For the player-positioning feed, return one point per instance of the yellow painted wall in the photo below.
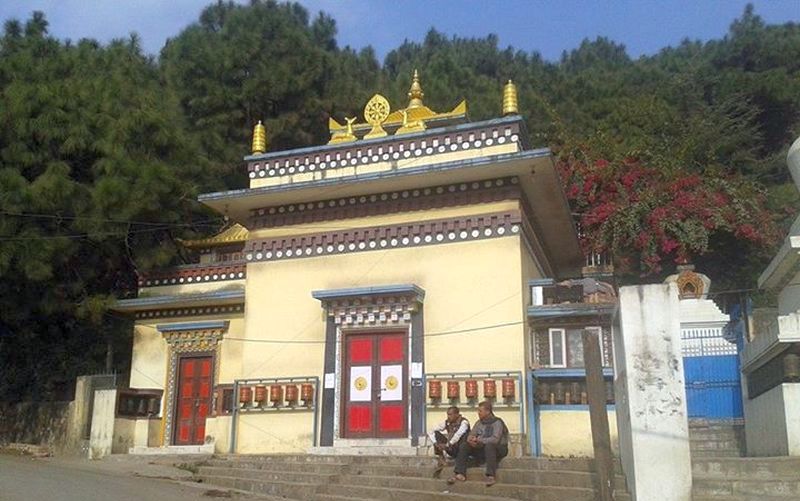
(569, 433)
(149, 361)
(281, 431)
(149, 370)
(436, 415)
(467, 285)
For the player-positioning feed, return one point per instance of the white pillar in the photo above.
(650, 395)
(102, 435)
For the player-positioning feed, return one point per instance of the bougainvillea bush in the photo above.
(647, 217)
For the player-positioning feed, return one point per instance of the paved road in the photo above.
(26, 479)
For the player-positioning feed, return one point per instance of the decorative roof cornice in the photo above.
(434, 197)
(235, 234)
(445, 138)
(411, 234)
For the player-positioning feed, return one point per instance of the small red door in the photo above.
(376, 402)
(194, 400)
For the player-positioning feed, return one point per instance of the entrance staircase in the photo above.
(719, 472)
(332, 478)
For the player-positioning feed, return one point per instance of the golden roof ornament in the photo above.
(344, 137)
(415, 93)
(375, 113)
(510, 105)
(259, 138)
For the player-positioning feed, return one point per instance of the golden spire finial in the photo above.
(259, 138)
(415, 93)
(510, 105)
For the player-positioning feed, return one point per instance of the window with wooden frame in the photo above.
(565, 347)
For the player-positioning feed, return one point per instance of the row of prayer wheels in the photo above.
(276, 394)
(508, 389)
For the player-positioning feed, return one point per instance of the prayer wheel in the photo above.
(471, 387)
(276, 394)
(291, 393)
(508, 389)
(261, 394)
(453, 390)
(307, 393)
(559, 393)
(489, 388)
(245, 395)
(434, 390)
(791, 368)
(542, 393)
(575, 392)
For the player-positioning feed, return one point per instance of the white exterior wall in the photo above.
(651, 399)
(765, 433)
(791, 402)
(101, 438)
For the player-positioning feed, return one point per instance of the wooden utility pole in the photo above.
(596, 393)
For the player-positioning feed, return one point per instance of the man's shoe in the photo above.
(457, 478)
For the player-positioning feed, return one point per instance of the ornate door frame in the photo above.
(187, 338)
(395, 308)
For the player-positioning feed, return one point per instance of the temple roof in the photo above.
(234, 234)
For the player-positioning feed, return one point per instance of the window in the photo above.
(566, 347)
(138, 403)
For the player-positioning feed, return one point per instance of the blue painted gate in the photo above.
(713, 377)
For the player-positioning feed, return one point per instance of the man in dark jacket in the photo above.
(487, 441)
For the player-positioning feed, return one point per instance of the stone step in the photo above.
(707, 445)
(288, 490)
(471, 487)
(289, 466)
(266, 475)
(747, 468)
(505, 475)
(281, 458)
(525, 463)
(790, 489)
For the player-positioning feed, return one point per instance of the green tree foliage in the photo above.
(96, 175)
(264, 61)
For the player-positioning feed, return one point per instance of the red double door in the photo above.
(193, 400)
(375, 390)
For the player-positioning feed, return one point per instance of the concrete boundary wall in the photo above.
(652, 420)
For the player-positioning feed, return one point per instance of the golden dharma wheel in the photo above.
(307, 393)
(261, 393)
(245, 395)
(471, 387)
(377, 110)
(291, 393)
(275, 393)
(489, 388)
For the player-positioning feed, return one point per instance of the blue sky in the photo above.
(550, 27)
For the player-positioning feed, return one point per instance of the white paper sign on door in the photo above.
(360, 384)
(391, 383)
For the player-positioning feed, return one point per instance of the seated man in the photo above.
(448, 435)
(488, 441)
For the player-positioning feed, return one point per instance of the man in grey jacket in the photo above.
(487, 441)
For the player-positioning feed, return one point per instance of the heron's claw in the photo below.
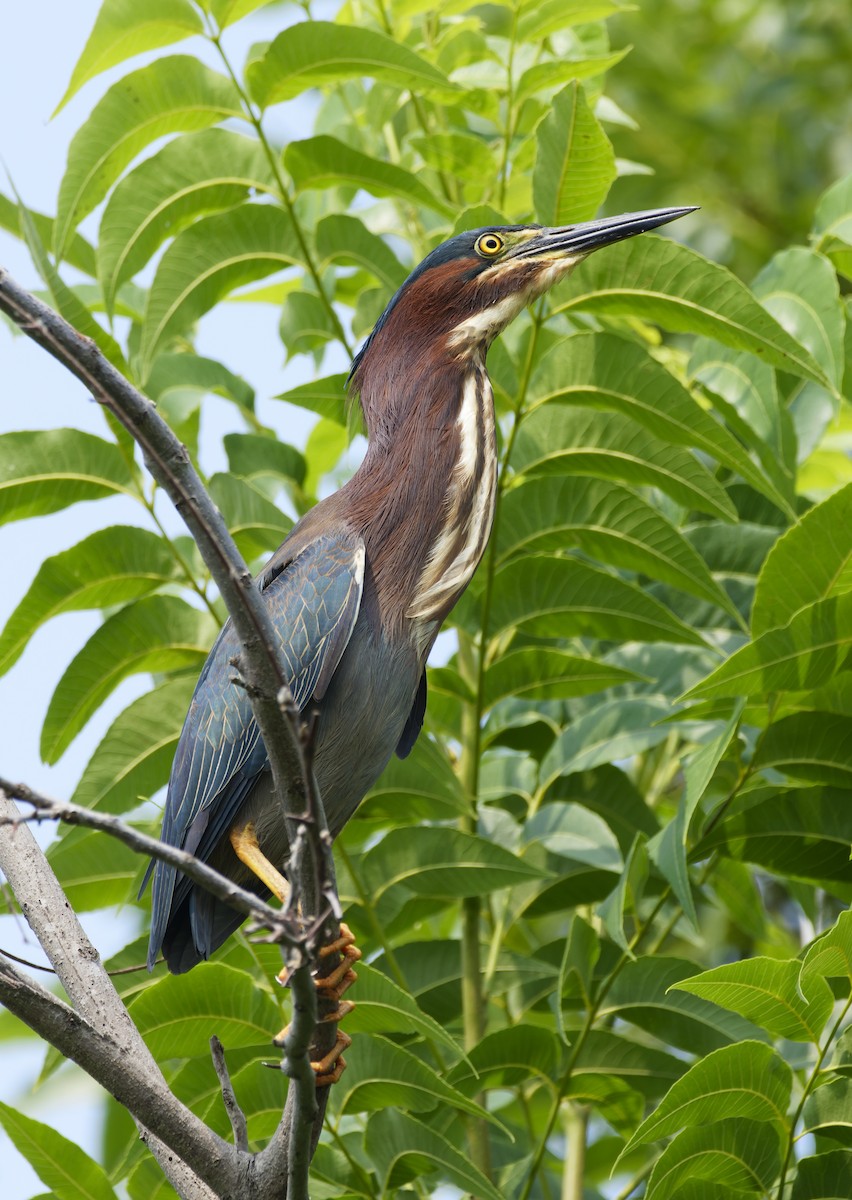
(331, 988)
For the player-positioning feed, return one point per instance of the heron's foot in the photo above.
(330, 989)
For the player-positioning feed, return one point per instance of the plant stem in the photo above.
(805, 1092)
(576, 1127)
(283, 195)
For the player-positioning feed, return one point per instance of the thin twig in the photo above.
(235, 1114)
(219, 886)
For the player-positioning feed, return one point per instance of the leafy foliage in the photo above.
(634, 779)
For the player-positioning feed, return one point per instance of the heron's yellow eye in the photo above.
(490, 244)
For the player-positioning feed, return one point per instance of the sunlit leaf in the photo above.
(60, 1164)
(325, 162)
(606, 521)
(565, 438)
(191, 175)
(683, 292)
(739, 1155)
(574, 163)
(810, 562)
(48, 469)
(177, 1015)
(211, 258)
(171, 95)
(802, 655)
(564, 598)
(124, 29)
(135, 756)
(154, 634)
(317, 53)
(768, 993)
(744, 1080)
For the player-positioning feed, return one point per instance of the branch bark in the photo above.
(265, 682)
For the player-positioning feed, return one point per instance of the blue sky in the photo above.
(41, 42)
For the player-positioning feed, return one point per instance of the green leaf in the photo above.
(255, 523)
(739, 1155)
(606, 522)
(191, 175)
(46, 471)
(804, 654)
(382, 1074)
(646, 1068)
(345, 239)
(799, 288)
(832, 953)
(462, 155)
(305, 325)
(546, 17)
(809, 747)
(318, 53)
(573, 832)
(607, 372)
(564, 438)
(544, 76)
(171, 95)
(228, 12)
(135, 756)
(667, 849)
(154, 634)
(823, 1176)
(108, 568)
(94, 870)
(627, 894)
(544, 673)
(743, 1080)
(177, 1015)
(180, 373)
(253, 455)
(615, 730)
(325, 162)
(424, 784)
(828, 1110)
(442, 863)
(60, 1164)
(810, 562)
(67, 301)
(575, 162)
(126, 28)
(327, 397)
(208, 261)
(676, 287)
(803, 833)
(79, 252)
(565, 598)
(767, 991)
(643, 995)
(385, 1008)
(405, 1149)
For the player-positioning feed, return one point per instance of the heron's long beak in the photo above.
(581, 239)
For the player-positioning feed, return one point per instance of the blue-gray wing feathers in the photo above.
(313, 600)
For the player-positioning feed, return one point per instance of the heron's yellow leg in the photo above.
(247, 850)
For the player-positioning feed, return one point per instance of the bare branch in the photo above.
(124, 1077)
(235, 1114)
(285, 930)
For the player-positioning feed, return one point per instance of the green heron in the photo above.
(360, 587)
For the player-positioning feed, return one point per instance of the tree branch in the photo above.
(235, 1114)
(261, 663)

* Short exercise *
Retype, without alteration, the stretch of entries from the line containing "feathers in the photo above." through the end of the entries.

* Answer to the problem *
For the player-positioning feed, return one point per instance of the blue-gray wing feathers in the photo above.
(313, 600)
For the player-positioning feed, return one point per instance of the heron's yellow leg in the photo above.
(247, 850)
For the player-positioning feed, return one point per instance of the bare branch in the photo above.
(124, 1077)
(235, 1114)
(285, 930)
For the player-positioning feed, return one point per instance of the green heron in the photo above.
(360, 587)
For the player-positioning feed, return one point per instance of the tree branch in the photo above.
(235, 1114)
(261, 663)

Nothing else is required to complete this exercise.